Supplied data:

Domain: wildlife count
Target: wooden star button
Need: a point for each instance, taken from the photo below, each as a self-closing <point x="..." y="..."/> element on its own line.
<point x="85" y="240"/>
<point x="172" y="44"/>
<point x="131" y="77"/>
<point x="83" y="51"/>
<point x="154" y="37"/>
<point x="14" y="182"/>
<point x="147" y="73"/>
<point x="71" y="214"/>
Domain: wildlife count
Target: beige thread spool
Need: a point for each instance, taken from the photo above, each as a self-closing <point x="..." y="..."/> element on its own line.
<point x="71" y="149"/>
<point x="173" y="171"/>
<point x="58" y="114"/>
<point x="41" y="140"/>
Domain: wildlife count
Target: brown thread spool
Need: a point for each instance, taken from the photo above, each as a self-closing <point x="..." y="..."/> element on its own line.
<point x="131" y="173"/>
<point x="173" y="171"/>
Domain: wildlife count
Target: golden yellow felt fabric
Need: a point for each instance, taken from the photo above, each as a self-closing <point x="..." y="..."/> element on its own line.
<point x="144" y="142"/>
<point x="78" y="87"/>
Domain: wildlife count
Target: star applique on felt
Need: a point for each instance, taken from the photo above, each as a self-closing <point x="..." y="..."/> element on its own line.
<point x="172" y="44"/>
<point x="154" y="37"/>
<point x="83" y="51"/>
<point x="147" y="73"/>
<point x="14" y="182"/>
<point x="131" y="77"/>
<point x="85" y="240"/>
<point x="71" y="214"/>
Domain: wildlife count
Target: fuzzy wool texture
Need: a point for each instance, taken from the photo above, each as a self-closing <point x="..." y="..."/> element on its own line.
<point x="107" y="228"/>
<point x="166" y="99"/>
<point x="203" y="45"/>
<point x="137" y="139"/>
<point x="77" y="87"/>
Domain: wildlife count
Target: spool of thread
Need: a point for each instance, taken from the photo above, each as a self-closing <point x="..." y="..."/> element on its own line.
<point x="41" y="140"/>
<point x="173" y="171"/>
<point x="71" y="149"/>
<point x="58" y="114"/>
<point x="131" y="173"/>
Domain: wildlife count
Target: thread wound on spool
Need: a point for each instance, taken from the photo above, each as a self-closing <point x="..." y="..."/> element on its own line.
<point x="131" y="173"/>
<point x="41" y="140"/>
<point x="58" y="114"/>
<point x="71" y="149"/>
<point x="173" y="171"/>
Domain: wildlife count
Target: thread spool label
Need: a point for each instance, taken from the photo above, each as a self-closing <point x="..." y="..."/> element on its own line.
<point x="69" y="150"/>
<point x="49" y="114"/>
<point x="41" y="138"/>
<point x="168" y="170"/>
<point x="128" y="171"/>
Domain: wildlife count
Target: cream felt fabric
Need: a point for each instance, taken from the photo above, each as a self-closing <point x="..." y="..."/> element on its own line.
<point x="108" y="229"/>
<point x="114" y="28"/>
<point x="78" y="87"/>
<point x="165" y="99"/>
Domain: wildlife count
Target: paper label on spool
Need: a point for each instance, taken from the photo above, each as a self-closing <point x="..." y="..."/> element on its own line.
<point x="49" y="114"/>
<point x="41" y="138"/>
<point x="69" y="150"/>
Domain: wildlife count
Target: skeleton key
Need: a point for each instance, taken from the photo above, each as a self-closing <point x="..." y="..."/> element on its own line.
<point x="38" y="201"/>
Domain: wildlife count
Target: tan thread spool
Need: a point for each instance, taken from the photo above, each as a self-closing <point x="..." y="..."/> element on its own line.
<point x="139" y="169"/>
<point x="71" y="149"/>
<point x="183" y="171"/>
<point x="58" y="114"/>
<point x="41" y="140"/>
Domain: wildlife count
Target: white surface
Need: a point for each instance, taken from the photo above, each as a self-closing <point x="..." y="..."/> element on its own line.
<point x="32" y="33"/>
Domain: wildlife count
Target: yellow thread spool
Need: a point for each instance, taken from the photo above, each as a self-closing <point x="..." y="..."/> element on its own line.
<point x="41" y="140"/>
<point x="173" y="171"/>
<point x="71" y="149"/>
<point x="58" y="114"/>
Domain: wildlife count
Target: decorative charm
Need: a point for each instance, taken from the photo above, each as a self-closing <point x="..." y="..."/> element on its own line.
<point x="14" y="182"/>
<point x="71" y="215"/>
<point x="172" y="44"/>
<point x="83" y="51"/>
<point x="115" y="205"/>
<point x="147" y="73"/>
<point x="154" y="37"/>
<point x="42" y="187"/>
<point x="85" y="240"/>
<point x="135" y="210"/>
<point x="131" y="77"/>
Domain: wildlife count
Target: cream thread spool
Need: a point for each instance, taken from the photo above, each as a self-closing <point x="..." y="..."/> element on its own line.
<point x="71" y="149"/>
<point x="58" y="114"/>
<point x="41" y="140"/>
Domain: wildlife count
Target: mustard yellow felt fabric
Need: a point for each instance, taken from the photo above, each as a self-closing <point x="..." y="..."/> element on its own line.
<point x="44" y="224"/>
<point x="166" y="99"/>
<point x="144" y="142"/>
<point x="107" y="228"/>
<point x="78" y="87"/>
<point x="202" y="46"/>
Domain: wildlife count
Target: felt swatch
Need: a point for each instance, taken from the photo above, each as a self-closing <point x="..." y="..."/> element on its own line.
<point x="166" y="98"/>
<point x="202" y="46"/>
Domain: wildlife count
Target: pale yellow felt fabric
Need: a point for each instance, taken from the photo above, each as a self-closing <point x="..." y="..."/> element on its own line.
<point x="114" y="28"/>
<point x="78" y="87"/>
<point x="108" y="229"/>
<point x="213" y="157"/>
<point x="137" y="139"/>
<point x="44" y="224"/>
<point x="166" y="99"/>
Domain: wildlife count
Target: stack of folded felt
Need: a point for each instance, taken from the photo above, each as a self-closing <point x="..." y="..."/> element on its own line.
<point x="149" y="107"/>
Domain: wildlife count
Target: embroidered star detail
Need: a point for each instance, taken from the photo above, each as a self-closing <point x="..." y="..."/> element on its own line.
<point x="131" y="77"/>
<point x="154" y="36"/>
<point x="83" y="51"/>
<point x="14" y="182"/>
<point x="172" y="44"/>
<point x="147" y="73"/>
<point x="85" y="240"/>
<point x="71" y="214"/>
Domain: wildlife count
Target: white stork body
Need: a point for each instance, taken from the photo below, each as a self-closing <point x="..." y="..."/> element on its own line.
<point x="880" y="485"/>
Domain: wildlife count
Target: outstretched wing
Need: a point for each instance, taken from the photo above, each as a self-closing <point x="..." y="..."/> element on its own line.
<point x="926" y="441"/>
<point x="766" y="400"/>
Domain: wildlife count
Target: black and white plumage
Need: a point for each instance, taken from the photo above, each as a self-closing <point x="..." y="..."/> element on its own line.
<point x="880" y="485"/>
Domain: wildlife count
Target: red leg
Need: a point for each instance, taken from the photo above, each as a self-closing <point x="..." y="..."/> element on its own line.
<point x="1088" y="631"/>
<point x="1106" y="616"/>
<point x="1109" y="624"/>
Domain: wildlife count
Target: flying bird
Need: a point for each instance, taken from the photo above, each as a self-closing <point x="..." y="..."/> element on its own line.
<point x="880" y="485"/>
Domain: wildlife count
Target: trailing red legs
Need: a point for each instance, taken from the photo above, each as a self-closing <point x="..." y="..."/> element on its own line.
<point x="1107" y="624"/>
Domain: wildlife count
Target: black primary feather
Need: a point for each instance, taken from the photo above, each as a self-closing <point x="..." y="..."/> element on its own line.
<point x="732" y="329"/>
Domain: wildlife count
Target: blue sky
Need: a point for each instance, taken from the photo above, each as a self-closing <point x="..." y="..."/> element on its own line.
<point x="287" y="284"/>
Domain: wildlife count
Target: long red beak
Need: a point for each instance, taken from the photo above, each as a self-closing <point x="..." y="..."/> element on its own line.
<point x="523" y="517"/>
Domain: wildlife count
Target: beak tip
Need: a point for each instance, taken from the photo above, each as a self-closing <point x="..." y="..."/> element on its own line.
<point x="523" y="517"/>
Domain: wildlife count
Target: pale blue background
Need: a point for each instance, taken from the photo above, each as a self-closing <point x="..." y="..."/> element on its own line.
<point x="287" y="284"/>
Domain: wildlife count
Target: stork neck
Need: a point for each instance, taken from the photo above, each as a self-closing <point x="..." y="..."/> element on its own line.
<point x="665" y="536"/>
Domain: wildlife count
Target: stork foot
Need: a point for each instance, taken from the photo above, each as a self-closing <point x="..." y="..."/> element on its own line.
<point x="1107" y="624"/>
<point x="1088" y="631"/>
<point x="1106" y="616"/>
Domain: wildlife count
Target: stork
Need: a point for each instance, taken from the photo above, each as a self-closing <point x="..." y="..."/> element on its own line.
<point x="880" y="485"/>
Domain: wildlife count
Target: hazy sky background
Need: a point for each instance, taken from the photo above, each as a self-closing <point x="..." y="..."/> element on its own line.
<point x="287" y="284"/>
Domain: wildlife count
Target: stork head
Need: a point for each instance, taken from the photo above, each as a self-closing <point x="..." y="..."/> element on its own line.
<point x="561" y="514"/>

Exercise aim:
Pick out every line in the entries above that contains the word "label", and copy each such line in full.

Task solution:
Target: thread spool label
Target: paper label on spool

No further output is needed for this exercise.